About this task
Each line below must be reproduced exactly, though the pictures are to be dropped.
..........
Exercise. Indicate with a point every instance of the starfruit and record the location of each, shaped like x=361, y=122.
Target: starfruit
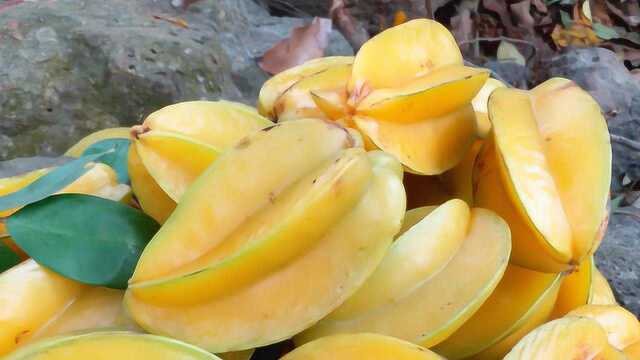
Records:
x=407, y=91
x=297, y=201
x=410, y=295
x=110, y=345
x=361, y=346
x=38, y=303
x=622, y=327
x=521, y=302
x=547, y=172
x=567, y=338
x=175, y=144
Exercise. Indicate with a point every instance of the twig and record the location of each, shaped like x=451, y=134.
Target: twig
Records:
x=632, y=144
..........
Response to the task
Exercise. Indicate with a point every instance of the starfruit and record the location of each, shaped like x=361, y=122.
Target: starfruit
Records:
x=407, y=91
x=297, y=201
x=410, y=295
x=110, y=345
x=361, y=346
x=38, y=303
x=622, y=327
x=521, y=302
x=547, y=172
x=567, y=338
x=175, y=144
Exercise. Indicate with a point every instance of the twig and record the location of each, shaped like x=451, y=134.
Target: twig
Records:
x=632, y=144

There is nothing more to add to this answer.